About eight months ago, looking at the burgeoning number of cases pending in the various courts of Maharashtra, the Bombay High Court decided to set up morning and evening courts to deal with minor offences.

Before that, in February, 2010, the Union government had sanctioned Rs 5,000 crore for the modernisation of courts in the country. The state of Maharashtra managed to corner a sizeable portion of the amount — some Rs 542 crore, out of which Rs 297 crore were set aside to establish morning and evening courts. Accordingly, last September the Bombay High Court issued a notification for setting up 124 morning courts and 200 evening courts across 20 locations in Maharashtra. The morning courts were to function between 8.30am and 10am while the evening courts were to conduct their business between 6pm and 8pm. It was decided that cases related to drunk driving, cheque bouncing and so on were to be dealt with in these courts and that they would be presided over by a retired judge below 65 years of age.

But if the object of setting up these courts was the speedy disposal of cases, that was not to be. For most lawyers in Maharashtra are bitterly opposed to these morning and evening courts. In their opinion these courts are simply not feasible. The Bar Council of Maharashtra and Goa has, in fact, written to the Bombay High Court, pointing out that the hours are inconvenient for litigants and women who have to travel to and from distant areas. And last year, the District Bar Association of Nagpur even went on a strike to protest against these courts.

Says Prakash Shetty, a senior Mumbai-based lawyer, “Morning courts are simply not practical. Lawyers need time to study their brief and meet their clients. Besides, in a city like Mumbai where commuting to work can take hours, it is too much to expect the court staff to work for such long hours.”

Shetty argues that courts are not like hospitals, which can function 24x7. “Lawyers rush to the courts by day, meet the clients and prepare the briefs in the evening. If they are to argue cases in evening courts, when do they accomplish this task,” he asks.

Vithlani echoes that view. “I am in my office until 10.30 in the night, preparing briefs and meeting clients. After that I travel back to Borivali and reach home by 12.30am and go to sleep by 1am. Then to reach court at 8.30am the next day is next to impossible for me.”

Indeed, such is the sorry state of affairs in these courts that one morning court in Mumbai starts its session as late as 11am! The court staff who are supposed to come at 8am do not turn up till 9am.

* WORK REQUEST 1
According to the article on Maharashtra's morning and evening courts, how many evening courts did the Bombay High Court's notification provide for?
* WORK REQUEST 2
Write the next part of the article on Maharashtra's morning and evening courts, picking up after its final sentence.

* AVAILABLE DATA
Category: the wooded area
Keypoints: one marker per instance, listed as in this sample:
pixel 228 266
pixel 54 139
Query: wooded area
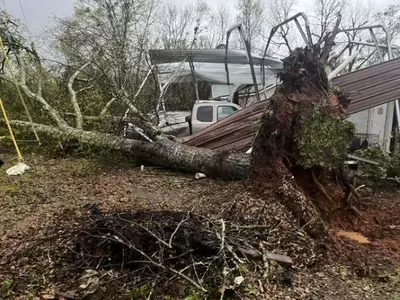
pixel 254 238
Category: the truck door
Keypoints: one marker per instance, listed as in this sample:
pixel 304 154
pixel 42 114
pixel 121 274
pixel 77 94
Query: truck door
pixel 224 111
pixel 204 116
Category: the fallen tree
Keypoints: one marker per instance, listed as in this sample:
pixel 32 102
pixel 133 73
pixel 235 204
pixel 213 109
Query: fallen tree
pixel 162 151
pixel 302 142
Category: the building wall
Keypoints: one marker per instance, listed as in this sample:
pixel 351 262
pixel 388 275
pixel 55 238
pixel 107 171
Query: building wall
pixel 375 125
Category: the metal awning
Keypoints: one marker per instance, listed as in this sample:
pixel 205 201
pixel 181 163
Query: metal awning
pixel 210 65
pixel 210 56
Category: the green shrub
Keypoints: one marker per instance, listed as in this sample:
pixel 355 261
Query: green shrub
pixel 324 140
pixel 376 173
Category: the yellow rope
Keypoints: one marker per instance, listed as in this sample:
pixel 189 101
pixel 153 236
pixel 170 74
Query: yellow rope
pixel 10 130
pixel 18 89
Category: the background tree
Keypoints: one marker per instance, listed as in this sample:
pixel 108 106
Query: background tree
pixel 279 11
pixel 251 14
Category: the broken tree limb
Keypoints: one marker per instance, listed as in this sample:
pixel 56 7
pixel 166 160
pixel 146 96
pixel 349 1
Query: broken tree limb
pixel 73 93
pixel 162 151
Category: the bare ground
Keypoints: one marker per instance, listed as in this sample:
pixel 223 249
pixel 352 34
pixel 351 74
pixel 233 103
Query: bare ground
pixel 53 193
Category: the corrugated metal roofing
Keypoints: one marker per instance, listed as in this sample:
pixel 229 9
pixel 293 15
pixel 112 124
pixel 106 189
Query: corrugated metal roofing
pixel 368 87
pixel 372 86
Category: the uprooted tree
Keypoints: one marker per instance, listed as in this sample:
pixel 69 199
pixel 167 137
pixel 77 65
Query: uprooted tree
pixel 299 148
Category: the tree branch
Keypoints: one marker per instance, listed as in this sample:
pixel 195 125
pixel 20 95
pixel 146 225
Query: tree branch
pixel 73 93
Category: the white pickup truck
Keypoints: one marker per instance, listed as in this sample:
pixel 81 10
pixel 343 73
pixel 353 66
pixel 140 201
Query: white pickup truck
pixel 206 112
pixel 183 123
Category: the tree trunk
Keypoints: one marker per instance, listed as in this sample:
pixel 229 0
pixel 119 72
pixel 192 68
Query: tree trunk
pixel 164 152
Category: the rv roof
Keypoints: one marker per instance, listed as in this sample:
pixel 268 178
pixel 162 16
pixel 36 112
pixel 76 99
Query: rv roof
pixel 210 56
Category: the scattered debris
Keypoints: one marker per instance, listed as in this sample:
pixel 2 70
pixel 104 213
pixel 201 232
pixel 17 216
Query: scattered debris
pixel 18 169
pixel 355 236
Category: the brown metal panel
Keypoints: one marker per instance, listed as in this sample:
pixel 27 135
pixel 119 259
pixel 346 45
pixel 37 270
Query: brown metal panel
pixel 368 87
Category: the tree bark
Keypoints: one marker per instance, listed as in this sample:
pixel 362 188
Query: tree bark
pixel 228 165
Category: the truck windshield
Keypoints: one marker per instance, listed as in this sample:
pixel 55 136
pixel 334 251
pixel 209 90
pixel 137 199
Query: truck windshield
pixel 205 113
pixel 225 111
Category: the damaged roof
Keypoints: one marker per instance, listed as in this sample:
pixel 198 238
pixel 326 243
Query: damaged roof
pixel 371 86
pixel 368 87
pixel 162 56
pixel 209 65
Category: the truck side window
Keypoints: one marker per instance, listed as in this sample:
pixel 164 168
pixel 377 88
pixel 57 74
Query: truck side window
pixel 205 113
pixel 225 111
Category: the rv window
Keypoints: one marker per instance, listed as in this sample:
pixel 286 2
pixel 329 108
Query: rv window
pixel 225 111
pixel 205 114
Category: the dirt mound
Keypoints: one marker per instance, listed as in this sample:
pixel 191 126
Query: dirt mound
pixel 379 223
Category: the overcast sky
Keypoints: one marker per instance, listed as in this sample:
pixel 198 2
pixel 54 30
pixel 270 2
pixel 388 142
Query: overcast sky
pixel 39 13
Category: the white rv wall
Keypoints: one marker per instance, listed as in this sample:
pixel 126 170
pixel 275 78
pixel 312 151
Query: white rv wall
pixel 376 123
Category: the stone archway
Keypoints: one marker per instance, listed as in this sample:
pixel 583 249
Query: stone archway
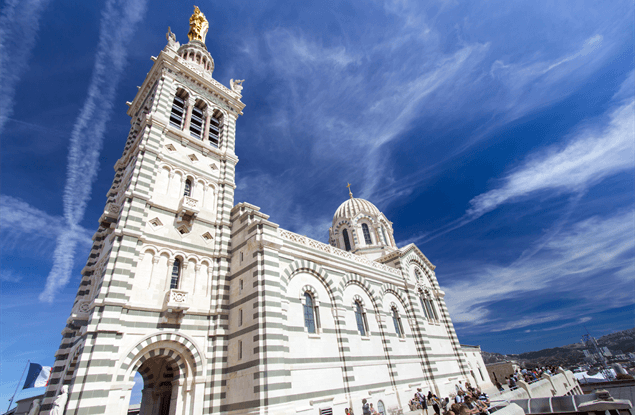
pixel 160 386
pixel 171 367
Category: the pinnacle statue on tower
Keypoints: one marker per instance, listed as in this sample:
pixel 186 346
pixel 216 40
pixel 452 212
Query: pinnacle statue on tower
pixel 198 26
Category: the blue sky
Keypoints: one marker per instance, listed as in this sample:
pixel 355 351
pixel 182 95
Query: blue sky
pixel 498 136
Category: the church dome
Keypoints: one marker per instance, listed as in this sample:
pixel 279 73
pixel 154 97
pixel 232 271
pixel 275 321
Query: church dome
pixel 353 207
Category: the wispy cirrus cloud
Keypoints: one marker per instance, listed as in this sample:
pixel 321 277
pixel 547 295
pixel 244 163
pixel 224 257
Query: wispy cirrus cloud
pixel 19 25
pixel 593 155
pixel 24 227
pixel 349 100
pixel 117 27
pixel 568 264
pixel 598 149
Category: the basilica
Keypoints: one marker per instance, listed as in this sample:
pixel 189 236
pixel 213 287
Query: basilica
pixel 221 311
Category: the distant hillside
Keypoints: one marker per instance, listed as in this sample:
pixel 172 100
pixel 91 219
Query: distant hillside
pixel 569 355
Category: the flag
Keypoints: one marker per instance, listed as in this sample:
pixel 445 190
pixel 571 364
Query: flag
pixel 38 376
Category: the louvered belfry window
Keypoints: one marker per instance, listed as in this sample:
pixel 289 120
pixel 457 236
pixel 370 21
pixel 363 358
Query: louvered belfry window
pixel 178 111
pixel 176 271
pixel 196 123
pixel 347 242
pixel 366 234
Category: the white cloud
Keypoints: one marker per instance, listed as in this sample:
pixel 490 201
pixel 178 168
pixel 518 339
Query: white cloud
pixel 24 226
pixel 588 158
pixel 8 275
pixel 568 264
pixel 19 24
pixel 118 23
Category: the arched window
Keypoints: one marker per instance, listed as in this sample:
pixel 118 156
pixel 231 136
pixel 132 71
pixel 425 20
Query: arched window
pixel 396 319
pixel 215 128
pixel 366 234
pixel 196 121
pixel 434 310
pixel 423 307
pixel 347 242
pixel 178 109
pixel 311 316
pixel 176 273
pixel 360 318
pixel 427 305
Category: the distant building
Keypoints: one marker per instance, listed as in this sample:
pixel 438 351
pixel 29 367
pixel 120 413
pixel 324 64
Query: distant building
pixel 497 371
pixel 478 369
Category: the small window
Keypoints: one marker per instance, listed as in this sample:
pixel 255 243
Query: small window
pixel 196 122
pixel 176 273
pixel 178 109
pixel 434 310
pixel 396 319
pixel 347 242
pixel 366 234
pixel 423 307
pixel 310 313
pixel 360 318
pixel 381 409
pixel 383 232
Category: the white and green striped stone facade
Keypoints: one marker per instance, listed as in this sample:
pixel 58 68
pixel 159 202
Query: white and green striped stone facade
pixel 228 334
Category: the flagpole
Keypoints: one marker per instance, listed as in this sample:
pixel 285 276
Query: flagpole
pixel 16 388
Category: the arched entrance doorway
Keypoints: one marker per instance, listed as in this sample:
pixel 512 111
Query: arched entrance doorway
pixel 159 394
pixel 170 366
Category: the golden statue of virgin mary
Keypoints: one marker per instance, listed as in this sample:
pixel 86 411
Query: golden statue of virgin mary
pixel 198 26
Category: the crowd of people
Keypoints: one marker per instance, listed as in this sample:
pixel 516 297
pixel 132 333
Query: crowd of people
pixel 468 400
pixel 527 375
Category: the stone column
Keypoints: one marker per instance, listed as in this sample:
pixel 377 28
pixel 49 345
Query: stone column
pixel 197 269
pixel 155 261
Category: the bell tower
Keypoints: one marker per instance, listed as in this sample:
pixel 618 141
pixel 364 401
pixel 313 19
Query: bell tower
pixel 153 297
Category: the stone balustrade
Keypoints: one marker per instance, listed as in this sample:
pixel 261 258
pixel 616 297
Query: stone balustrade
pixel 176 301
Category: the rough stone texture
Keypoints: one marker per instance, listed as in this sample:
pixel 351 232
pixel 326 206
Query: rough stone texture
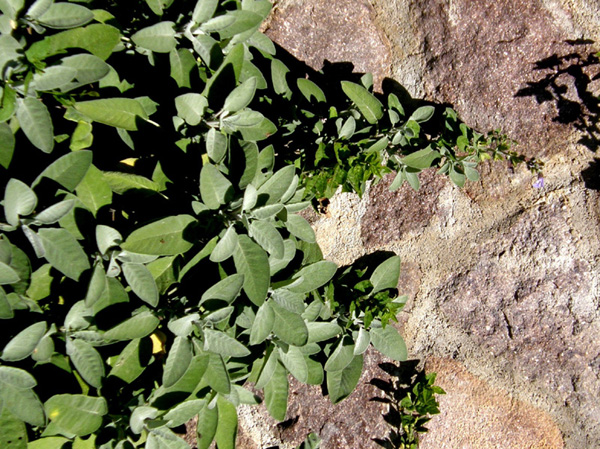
pixel 309 411
pixel 503 278
pixel 508 423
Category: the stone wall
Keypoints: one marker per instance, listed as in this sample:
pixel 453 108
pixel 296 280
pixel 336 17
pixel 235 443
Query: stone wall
pixel 503 278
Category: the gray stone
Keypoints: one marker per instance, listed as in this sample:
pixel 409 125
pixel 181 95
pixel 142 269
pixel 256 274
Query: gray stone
pixel 503 278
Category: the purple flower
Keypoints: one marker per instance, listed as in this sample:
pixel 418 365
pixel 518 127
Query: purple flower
pixel 539 183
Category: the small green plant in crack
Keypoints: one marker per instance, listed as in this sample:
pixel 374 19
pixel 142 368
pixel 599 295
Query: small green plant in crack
pixel 410 396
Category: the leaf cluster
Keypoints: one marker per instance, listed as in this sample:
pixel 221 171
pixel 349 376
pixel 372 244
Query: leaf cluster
pixel 153 263
pixel 410 394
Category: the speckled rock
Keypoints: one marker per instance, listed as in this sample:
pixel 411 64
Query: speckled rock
pixel 503 278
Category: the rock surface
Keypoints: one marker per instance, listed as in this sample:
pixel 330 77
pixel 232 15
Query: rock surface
pixel 503 278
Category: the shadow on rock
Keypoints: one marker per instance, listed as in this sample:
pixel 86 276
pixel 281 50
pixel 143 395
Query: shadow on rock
pixel 410 395
pixel 567 82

* TASK RESPONSE 1
200 evening courts.

* TASK RESPONSE 2
However, though Maharashtra seems hard put to make a success of its morning and evening courts, the experiment has worked in some states. For example, it has been quite a success in Gujarat, which was the first state to set up evening courts as early as November, 2006. Gujarat is also the only state where criminal cases are also taken up in the evening courts. Tamil Nadu, Delhi, Uttar Pradesh, Haryana, Punjab, Maharashtra, Goa and Orissa have also introduced morning and evening courts.

Apart from their objective of clearing the backlog of pending cases, morning and evening courts, say some lawyers, also give young legal professionals an opportunity to hone their skills. Of course, none of these apparent advantages seems to have cut any ice with lawyers in Maharashtra.

Still, Maharashtra’s legal authorities have taken some steps to deal with the opposition to these courts. The principal district and sessions judge in Nagpur relaxed the condition for hearing cases during these hours after receiving instructions to that effect from the Bombay High Court. Moreover, lawyers and litigants are informed in advance if their cases are being transferred to these courts and given the option of getting it heard elsewhere if they so wish.

Welcoming this decision, Varsha Rokade, ex-secretary of the Bar Council of Maharashtra and Goa, says that the Bombay High Court was gracious to accept the opinion of the lawyers and make the evening courts optional. “The convenience of both the lawyer as well as that of the litigant should be taken into account.”

It may yet take a while to iron out the manifold problems that beset morning and evening courts in Maharashtra. Until then, lawyers like Vithlani can only wait patiently for their cases to get a hearing.